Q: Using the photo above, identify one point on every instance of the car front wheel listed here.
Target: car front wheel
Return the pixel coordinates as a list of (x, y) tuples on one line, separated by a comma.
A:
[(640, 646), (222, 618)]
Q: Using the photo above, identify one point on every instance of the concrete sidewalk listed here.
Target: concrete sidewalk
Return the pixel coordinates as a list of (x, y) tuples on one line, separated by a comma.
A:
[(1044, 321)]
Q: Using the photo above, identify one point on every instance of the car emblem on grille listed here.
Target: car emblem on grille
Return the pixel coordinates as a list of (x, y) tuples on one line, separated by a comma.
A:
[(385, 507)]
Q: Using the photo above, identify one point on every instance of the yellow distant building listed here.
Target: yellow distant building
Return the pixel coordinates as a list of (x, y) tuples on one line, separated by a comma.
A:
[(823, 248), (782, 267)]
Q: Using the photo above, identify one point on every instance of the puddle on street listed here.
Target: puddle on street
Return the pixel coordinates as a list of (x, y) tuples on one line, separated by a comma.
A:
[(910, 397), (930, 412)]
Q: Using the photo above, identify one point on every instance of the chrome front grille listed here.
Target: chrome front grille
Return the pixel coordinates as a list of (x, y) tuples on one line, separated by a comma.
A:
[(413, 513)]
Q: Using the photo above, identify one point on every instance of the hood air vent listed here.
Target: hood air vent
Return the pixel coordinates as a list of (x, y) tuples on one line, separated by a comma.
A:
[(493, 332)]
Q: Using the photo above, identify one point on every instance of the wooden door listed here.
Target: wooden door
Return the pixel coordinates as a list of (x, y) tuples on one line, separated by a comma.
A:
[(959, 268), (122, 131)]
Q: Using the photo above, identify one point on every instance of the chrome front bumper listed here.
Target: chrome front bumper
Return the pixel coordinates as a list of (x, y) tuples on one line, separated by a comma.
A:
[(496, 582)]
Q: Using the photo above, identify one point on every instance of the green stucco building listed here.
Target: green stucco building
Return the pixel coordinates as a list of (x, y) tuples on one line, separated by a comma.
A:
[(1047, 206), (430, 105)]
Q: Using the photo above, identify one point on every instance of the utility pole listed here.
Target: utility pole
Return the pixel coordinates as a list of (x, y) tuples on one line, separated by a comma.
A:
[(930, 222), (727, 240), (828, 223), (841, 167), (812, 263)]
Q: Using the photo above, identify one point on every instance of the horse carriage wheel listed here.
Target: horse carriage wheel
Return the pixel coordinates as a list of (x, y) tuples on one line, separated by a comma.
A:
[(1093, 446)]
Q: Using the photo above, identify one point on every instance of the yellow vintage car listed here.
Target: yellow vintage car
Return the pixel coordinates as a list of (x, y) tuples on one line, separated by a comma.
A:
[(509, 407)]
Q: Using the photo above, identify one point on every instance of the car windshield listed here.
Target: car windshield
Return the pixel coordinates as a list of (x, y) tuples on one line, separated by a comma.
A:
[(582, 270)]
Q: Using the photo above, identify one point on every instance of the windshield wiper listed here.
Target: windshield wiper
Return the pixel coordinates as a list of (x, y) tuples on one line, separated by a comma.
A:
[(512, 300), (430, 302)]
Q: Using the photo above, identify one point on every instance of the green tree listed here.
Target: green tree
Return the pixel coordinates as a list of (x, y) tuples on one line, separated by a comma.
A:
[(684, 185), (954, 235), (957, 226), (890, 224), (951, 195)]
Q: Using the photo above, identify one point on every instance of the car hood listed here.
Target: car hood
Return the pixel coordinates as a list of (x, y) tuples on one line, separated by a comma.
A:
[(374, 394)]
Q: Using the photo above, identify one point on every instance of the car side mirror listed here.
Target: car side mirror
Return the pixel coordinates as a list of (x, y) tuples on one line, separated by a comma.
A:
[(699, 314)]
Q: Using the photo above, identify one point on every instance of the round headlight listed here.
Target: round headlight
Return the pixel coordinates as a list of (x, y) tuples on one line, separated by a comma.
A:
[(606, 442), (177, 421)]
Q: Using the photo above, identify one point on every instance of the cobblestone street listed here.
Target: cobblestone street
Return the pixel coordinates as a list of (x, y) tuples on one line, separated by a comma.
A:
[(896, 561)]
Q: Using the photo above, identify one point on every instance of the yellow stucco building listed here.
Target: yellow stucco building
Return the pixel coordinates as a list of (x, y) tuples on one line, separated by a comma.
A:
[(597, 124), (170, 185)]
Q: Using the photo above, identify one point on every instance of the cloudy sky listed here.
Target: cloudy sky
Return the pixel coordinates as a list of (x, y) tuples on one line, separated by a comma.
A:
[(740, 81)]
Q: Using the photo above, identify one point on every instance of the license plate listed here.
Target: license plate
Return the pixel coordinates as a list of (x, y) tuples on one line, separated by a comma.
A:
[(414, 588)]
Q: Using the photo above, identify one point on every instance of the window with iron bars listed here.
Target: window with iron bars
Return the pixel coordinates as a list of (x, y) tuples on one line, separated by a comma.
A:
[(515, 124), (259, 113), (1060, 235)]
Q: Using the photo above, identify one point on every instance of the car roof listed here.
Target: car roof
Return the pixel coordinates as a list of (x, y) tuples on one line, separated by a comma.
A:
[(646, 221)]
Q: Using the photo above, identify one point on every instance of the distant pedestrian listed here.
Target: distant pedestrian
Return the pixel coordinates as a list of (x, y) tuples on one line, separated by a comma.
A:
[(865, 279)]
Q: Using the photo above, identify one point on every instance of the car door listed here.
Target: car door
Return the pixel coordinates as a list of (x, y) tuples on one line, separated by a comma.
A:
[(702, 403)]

-=-=-=-=-

- _The task_: Copy out the material above word for word, starting at the line that contains "bumper listed here." and ending at the line that contains "[(509, 407)]", with both of those lines included.

- _Answer to the exercise_:
Q: Using the photo above, identify one point on every instance of the chrome front bumper listed here.
Target: chrome front bumper
Return the pixel coordinates as a list of (x, y) tuples on one line, separated by a comma.
A:
[(496, 582)]
Q: Using the photo above, identify one point on every instance of the green stucco building listed here.
Target: green stucco building
Return the pixel coordinates as a list of (x, y) tuples on one line, separated by a comma.
A:
[(1047, 206), (430, 105)]
Q: Using the photo above, identify one point on every instance of the utility pole listed here.
Target: utility pole
Return the pixel coordinates as a list of (x, y) tuples on one line, separated by a comma.
A:
[(930, 222), (727, 240), (828, 223), (841, 167), (812, 263)]
Q: Using the photo above, identify one point on every instance of the horse carriage wheel listed here.
Target: horse carriage wheel
Return the pixel coordinates as a list of (x, y) tuples on one line, separated by a comma.
A:
[(1093, 446)]
Q: Using the photo above, identify one point on every instance of the yellow vintage car listed here.
Target: yellow vintage car
Return the pixel coordinates as a list of (x, y) tuples on one line, separated by a comma.
A:
[(509, 407)]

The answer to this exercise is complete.